- **Testo di lettura**
Si può essere gioiosi, pazzamente gioiosi, anche se si vive il disagio della malattia mentale? Paolo Virzì fonda La pazza gioia – appena presentato a Cannes nella Quinzaine des réalisateurs e da oggi sugli schermi italiani – su questo interrogativo al quale non cerca di dare facili risposte, ma con il quale sostiene tutto l’impianto del film, centrato su due donne diversamente affette da disturbi mentali. Ognuna delle due donne, l’esuberante Beatrice e la più ombrosa Donatella, ha delle fragilità e dei buchi nel proprio passato, buchi che sono il motore narrativo della storia.

In modi diversi appaiono sradicate, dal tempo e dai luoghi, dai loro affetti: Donatella è in cerca della figura del padre, che non vede da anni ma che tiene segretamente presente nella sua vita nella forma di una canzone registrata sul cellulare (l’intramontabile Senza fine, che sembra una sorta di suggello del viaggio delle due donne che sembra non avere un destino). Ed è in cerca soprattutto del figlio Elia, che le è stato sottratto a causa della sua instabilità. Questa mancanza le procura un buio interiore al quale fa fatica a reagire. Per parte sua Beatrice è in conflitto con le sue radici di donna di famiglia altolocata. Anche lei ha bisogno di un po’ di luce, che le faccia ritrovare tutta l’energia che sente di avere ma che non è capace di canalizzare in modo efficace.

L’incontro tra le due, in una bella dimora della campagna toscana, adibita a comunità di recupero per donne affette da disturbi mentali, accende la loro voglia di fuggire, di correre alla ricerca di qualcosa che ridia un senso al desiderio di vivere. E’ questa in fin dei conti la loro pazza gioia, la ricerca della felicità attraverso la fuga, il tuffo nell’altrove sperando che sia più gratificante del qui e ora.  E però la felicità non è un oggetto facile da trovare: “Hai mai trovato la felicità in un tramezzino?”, chiede Beatrice a Donatella mentre corrono in macchina verso chissà dove. D’altra parte la felicità la si può trovare anche inaspettatamente, in uno scambio di sorrisi, magari sommesso.

- **Righe fornite**
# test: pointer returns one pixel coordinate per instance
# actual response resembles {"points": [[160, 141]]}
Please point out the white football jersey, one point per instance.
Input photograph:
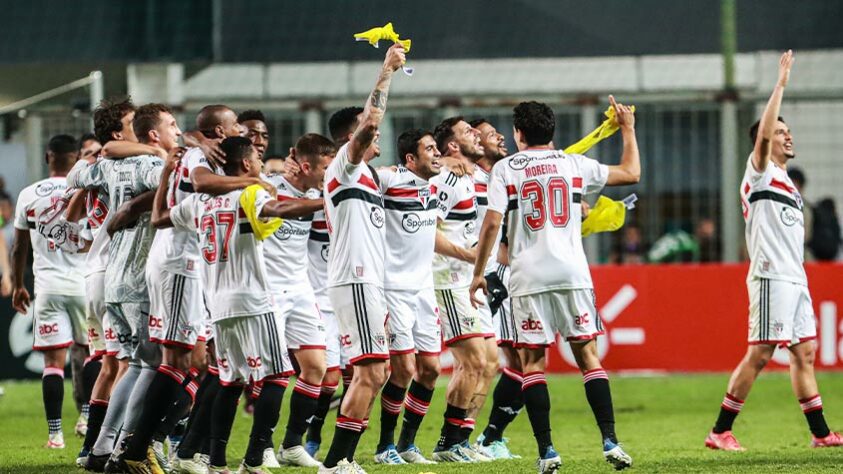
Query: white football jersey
{"points": [[539, 192], [175, 250], [286, 250], [775, 226], [98, 218], [56, 272], [318, 249], [411, 212], [457, 207], [231, 258], [354, 211], [481, 184]]}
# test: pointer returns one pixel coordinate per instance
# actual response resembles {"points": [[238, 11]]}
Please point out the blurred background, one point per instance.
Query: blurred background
{"points": [[699, 73]]}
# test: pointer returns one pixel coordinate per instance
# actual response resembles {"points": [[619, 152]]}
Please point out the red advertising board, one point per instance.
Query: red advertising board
{"points": [[693, 318]]}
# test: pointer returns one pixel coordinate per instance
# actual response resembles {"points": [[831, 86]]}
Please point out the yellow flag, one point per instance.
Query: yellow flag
{"points": [[262, 227], [605, 130], [607, 215], [385, 32]]}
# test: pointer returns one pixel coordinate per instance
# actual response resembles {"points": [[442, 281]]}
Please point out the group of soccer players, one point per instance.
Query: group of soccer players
{"points": [[193, 275]]}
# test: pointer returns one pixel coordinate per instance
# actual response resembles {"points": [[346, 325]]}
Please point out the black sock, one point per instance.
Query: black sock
{"points": [[323, 405], [346, 434], [52, 390], [162, 392], [222, 418], [96, 414], [507, 401], [454, 419], [600, 398], [267, 411], [813, 409], [90, 372], [415, 407], [199, 424], [392, 396], [303, 404], [537, 401]]}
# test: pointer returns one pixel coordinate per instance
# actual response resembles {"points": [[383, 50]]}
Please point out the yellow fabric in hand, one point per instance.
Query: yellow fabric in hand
{"points": [[605, 130], [262, 227], [384, 32], [607, 215]]}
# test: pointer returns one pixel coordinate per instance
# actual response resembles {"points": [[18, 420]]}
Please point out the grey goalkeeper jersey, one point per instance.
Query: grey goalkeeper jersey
{"points": [[123, 179]]}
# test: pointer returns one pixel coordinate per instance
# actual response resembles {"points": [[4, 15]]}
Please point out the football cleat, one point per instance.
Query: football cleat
{"points": [[616, 456], [833, 440], [413, 455], [725, 441], [549, 463], [389, 456]]}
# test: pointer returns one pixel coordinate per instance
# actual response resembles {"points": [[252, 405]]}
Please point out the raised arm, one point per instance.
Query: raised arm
{"points": [[160, 212], [767, 127], [291, 209], [375, 107], [487, 240], [117, 149], [629, 170]]}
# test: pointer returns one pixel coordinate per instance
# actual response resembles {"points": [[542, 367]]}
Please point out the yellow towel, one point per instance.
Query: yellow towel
{"points": [[384, 32], [262, 227], [605, 130], [607, 215]]}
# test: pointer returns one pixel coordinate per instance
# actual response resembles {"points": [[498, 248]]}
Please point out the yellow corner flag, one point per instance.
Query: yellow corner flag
{"points": [[385, 32], [262, 228]]}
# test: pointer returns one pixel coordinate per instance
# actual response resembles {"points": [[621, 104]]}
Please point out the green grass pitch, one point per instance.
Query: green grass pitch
{"points": [[662, 422]]}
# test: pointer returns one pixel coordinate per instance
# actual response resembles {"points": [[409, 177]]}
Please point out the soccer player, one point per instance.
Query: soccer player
{"points": [[249, 336], [286, 262], [506, 398], [355, 217], [539, 190], [59, 312], [780, 309], [177, 312], [461, 323], [415, 339], [126, 296]]}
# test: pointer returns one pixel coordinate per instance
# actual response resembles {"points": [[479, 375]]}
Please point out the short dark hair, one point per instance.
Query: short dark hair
{"points": [[251, 114], [147, 117], [478, 122], [85, 137], [797, 176], [444, 132], [62, 145], [535, 121], [753, 130], [343, 122], [312, 146], [235, 150], [108, 116], [408, 143]]}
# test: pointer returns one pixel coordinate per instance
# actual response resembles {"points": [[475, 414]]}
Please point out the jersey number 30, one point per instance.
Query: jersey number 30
{"points": [[212, 227], [549, 203]]}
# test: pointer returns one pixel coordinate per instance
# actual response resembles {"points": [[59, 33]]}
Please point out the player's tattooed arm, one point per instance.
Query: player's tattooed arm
{"points": [[375, 107], [129, 212], [117, 149], [487, 240], [291, 209], [160, 211], [629, 170], [767, 126], [20, 252]]}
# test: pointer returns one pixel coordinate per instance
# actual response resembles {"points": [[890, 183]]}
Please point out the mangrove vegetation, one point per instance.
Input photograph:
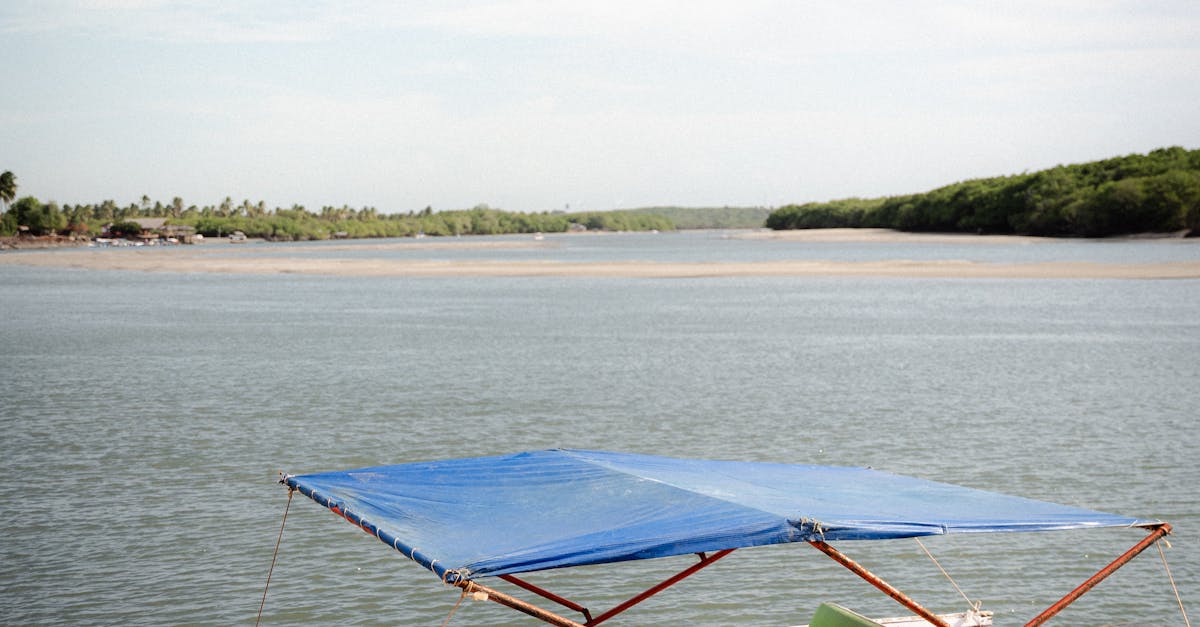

- **Compiti da svolgere**
1. Puoi trascrivere parola per parola il tratto della recensione che va da "Si può essere" fino a "narrativo della storia."?
2. Come si traduce in inglese questa frase della recensione: "Questa mancanza le procura un buio interiore al quale fa fatica a reagire."?
3. Riduci a un elenco puntato il paragrafo della recensione che comincia con "L'incontro tra le due", conservandone i fatti principali.
Le righe sono materiale a sé, distinto dalla recensione.

- **Soluzioni**
1.
Si può essere gioiosi, pazzamente gioiosi, anche se si vive il disagio della malattia mentale? Paolo Virzì fonda La pazza gioia – appena presentato a Cannes nella Quinzaine des réalisateurs e da oggi sugli schermi italiani – su questo interrogativo al quale non cerca di dare facili risposte, ma con il quale sostiene tutto l’impianto del film, centrato su due donne diversamente affette da disturbi mentali. Ognuna delle due donne, l’esuberante Beatrice e la più ombrosa Donatella, ha delle fragilità e dei buchi nel proprio passato, buchi che sono il motore narrativo della storia.

2. This absence gives her an inner darkness that she struggles to react to.

3.
- Le due donne si incontrano in una bella dimora della campagna toscana, adibita a comunità di recupero per donne affette da disturbi mentali.
- L'incontro accende in loro la voglia di fuggire alla ricerca di qualcosa che ridia senso al desiderio di vivere.
- La loro "pazza gioia" è la ricerca della felicità attraverso la fuga verso un altrove sperato più gratificante del qui e ora.
- La felicità però non è facile da trovare, come mostra la domanda di Beatrice a Donatella sul tramezzino.
- Si può anche trovare inaspettatamente, in uno scambio di sorrisi.